#### Source text

◇ ◇ ◇

Schizencephaly (SCH) is a congenital brain malformation characterized by full thickness clefts of the cerebral mantle, extending from the pial surface to the lateral ventricles, and lined by heterotopic gray matter. Schizencephaly patients are clinically characterized by motor and mental deficits along with severe epilepsy of varying degree, according to the severity and extent of the brain malformation (Brunelli et al., 1996; Tietjen et al., 2007). Two types of schizencephaly have been described depending upon the size of the area involved and fused or open cleft lips. Type 1 contains a fused cleft where the pial ependymal seam forms a furrow in the developing brain and is lined by polymicrogyric grey matter. In type II, there is a large defect, a holohemispheric cleft in the cerebral cortex filled with fluid and lined by polymicrogyric grey matter.

Schizencephaly can arise from a number of environmental factors including maternal trauma, substance abuse, viral infection, in utero vascular accidents in monozygotic twins, and other vascular disruptions (Yakovlev & Wadsworth, 1946; Dominguez et al., 1991; Barkovich et al., 1992; Curry et al., 2005). However, reports of familial schizencephaly and some reports describing similar clinical and radiological features among affected individuals, suggested the possibility of one or more genetic causes (Hosley et al., 1992; Hilburger et al., 1993; Haverkamp et al., 1995; Tietjen et al., 2007)


 Figure 3: Comparison with sequences of lower animals shows that the mutation is in the highly conserved site of the gene.

Initially several reports implicated the EMX2 (Homolog of Drosophila Empty Spiracles 2) transcription factor as a causative gene (OMIM * 600035) for schizencephaly (Brunelli et al., 1996; Faiella et al., 1997; Granata et al., 1997; Cecchi, 2002). A total of 18 patients were sequenced for EMX2 in these studies, and 13 (72%) were found to have various heterozygous mutations including deleterious frameshift, splicing, or deletion mutations. Brunelli et al. (1996) examined 8 patients and found clearly pathogenic EMX2 gene mutations in 3 patients all of whom had severe type II schizencephaly.

◇ ◇ ◇

(Extracted data entries)
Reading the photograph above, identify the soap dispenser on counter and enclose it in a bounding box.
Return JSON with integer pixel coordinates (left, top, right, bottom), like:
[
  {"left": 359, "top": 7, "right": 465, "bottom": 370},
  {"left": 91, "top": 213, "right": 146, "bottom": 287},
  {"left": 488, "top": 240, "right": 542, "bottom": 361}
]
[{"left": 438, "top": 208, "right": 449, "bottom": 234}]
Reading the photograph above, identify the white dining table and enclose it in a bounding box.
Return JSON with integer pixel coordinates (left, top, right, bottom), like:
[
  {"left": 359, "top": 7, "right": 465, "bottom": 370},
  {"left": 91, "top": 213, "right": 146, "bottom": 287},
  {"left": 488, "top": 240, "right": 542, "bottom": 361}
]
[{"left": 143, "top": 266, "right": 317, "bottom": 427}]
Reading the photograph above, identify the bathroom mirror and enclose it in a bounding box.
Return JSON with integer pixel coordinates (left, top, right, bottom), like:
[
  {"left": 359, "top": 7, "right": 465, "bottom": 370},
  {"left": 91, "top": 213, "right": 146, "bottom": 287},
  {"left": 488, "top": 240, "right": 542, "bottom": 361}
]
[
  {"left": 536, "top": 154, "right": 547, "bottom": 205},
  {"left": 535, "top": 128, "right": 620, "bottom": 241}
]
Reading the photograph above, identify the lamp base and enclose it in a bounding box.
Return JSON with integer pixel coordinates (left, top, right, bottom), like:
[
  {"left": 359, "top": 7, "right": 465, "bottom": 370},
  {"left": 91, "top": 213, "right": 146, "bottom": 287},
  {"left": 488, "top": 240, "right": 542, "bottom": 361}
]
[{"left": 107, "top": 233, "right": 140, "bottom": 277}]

◇ ◇ ◇

#### Task instructions
A – Decide whether each statement agrees with the passage on schizencephaly, answering yes or no and quoting the words from that passage that settle it: (i) Type 1 schizencephaly contains a fused cleft. (ii) Brunelli et al. (1996) examined 18 patients. (iii) Viral infection is listed among the environmental factors that can give rise to schizencephaly.
B – Please carry the passage on schizencephaly forward, picking up after its final sentence.

#### Answers by item
A –
(i) Yes: "Type 1 contains a fused cleft"
(ii) No: "Brunelli et al. (1996) examined 8 patients"
(iii) Yes: "Schizencephaly can arise from a number of environmental factors including maternal trauma, substance abuse, viral infection"

B –
However, later Tietjen et al. (2007) sequenced EMX2 in a cohort of 84 affected probands, could not identify any pathologic mutations in this cohort and suggested that EMX2 mutations are an uncommon cause of schizencephaly. More recently Merello et al. (2008) provided results of EMX2 sequencing in 39 new SCH patients, detecting no pathogenic mutations. They also reinterpreted the results of original articles as showing a significantly lower mutational rate (17%) in EMX2 than originally reported (72%). Evidence also suggests that some patients with schizencephaly have mutations in genes other than EMX2 like SIX3 (OMIM * 603714), or SHH (OMIM * 600725) genes (Dies et al., 2013).

We have found a de novo mutation in the EMX2 gene in our proband likely pathogenic as it was not found in the normal parents and in the normal 50 controls from the same population. In silico data also supports the pathogenic nature of the sequence variation. To the best of our knowledge, the mutation described in this patient has not been reported earlier in literature and databases (Human Genome Mutation Database). Identification of the mutation in the EMX2 gene in this patient has been of help in providing appropriate genetic counseling to this family. As neither parent has the mutation, it is most likely a de novo mutation and therefore the risk of recurrence in the sibs is not increased significantly. However, as reported for many other autosomal dominant disorders, germ-line mosaicism cannot be ruled out and the family needs to be offered early prenatal diagnosis for subsequent pregnancies.

Identification of the EMX2 gene mutation in this patient supports the role of this gene in the causation of schizencephaly and reinforces the importance of genetic testing in more cases of schizencephaly.

5 Acknowledgement

We are thankful to the Indian Council of Medical Research (ICMR), New Delhi (63/8/2010-BMS) for funding this work.